--- Data in this exercise ---
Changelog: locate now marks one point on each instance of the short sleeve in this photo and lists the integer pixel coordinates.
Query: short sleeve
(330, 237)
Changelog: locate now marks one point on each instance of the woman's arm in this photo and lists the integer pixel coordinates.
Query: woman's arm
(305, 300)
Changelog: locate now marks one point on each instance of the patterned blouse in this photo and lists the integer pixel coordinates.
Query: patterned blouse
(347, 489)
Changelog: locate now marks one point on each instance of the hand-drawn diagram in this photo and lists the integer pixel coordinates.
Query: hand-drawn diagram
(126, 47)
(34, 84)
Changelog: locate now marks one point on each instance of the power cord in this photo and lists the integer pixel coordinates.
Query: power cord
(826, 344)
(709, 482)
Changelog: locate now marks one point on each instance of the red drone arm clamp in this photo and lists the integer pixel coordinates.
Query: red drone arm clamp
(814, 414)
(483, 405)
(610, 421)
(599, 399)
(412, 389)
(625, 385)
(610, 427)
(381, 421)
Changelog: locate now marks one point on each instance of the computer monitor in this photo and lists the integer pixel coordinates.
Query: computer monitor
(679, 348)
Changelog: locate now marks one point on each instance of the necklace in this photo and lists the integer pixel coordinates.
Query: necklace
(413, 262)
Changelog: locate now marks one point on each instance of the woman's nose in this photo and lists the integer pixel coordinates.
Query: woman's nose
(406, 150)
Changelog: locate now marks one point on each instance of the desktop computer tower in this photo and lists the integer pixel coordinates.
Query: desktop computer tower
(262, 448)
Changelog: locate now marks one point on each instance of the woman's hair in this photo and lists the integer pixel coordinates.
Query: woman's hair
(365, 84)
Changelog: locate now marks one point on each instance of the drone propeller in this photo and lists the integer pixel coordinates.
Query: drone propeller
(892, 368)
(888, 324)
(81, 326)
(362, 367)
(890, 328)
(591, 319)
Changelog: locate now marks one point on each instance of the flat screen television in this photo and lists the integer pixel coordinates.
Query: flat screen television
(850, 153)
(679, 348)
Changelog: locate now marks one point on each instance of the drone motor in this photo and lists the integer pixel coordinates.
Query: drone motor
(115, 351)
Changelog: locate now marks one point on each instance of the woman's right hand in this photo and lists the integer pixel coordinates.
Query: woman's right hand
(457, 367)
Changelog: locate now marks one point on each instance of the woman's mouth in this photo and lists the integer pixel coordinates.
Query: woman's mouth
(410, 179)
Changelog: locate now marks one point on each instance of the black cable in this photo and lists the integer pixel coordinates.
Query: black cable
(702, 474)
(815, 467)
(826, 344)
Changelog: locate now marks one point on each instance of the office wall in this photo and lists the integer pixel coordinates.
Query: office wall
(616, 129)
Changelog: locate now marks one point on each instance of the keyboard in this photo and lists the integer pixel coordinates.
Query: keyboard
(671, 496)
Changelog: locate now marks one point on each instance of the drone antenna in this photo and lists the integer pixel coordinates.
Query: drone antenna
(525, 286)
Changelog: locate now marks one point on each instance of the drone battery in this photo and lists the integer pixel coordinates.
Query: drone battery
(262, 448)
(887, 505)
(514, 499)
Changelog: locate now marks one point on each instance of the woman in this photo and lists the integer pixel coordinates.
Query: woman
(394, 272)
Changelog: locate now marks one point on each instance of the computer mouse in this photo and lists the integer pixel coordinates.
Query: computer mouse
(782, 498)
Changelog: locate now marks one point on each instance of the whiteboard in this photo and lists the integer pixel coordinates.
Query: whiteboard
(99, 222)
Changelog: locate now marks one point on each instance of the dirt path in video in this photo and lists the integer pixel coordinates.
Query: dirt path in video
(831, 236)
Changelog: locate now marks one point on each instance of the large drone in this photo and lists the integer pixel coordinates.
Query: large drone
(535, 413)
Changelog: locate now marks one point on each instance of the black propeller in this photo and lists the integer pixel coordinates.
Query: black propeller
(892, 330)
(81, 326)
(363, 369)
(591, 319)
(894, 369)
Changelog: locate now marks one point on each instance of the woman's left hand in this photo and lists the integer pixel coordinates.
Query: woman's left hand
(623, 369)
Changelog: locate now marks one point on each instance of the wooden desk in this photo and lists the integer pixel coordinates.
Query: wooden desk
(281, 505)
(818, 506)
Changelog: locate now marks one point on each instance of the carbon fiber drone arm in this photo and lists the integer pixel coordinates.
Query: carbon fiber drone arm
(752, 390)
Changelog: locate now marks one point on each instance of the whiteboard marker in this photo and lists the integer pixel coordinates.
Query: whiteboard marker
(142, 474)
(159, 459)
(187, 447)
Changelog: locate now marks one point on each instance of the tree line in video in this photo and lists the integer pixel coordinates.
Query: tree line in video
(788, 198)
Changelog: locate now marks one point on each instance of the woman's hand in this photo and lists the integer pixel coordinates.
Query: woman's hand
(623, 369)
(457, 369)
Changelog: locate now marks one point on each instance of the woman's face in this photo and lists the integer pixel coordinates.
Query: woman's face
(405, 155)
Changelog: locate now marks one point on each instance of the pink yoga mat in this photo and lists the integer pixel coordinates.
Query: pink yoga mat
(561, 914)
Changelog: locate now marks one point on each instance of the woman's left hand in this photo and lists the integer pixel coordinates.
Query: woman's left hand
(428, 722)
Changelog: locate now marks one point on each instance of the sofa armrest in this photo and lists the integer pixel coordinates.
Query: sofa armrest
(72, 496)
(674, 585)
---
- What is required
Rename "woman's" to "person's" in the data, starting at the line containing "of the tree" and continuing through the last line of the data. Return only those lines, with nothing else changed.

- Result of this task
Changelog: locate now marks one point on each instance of the tree line in video in this photo and lists the integer pixel coordinates.
Query: tree line in video
(788, 198)
Changelog: locate now marks one point on each instance of the person's hand in this photo and lists the integer pixel coordinates.
Query: person's hand
(623, 369)
(457, 369)
Changelog: locate now marks one point on each instance of the person's face in this photo and lists the integer pixel coordinates.
Query: person's face
(405, 155)
Changelog: locate now marks one point on each instance of the pink yoga mat in this photo and lists the integer pixel coordinates.
Query: pink yoga mat
(561, 914)
Changelog: locate now marks one point on each instance of the person's left hand in this photo and lists the integer pixel coordinates.
Query: person's left hand
(428, 722)
Changelog: locate now marks one point on each instance of the sofa armrest in this photo and lists the integer pixel coordinates.
Query: sofa armrest
(72, 496)
(674, 585)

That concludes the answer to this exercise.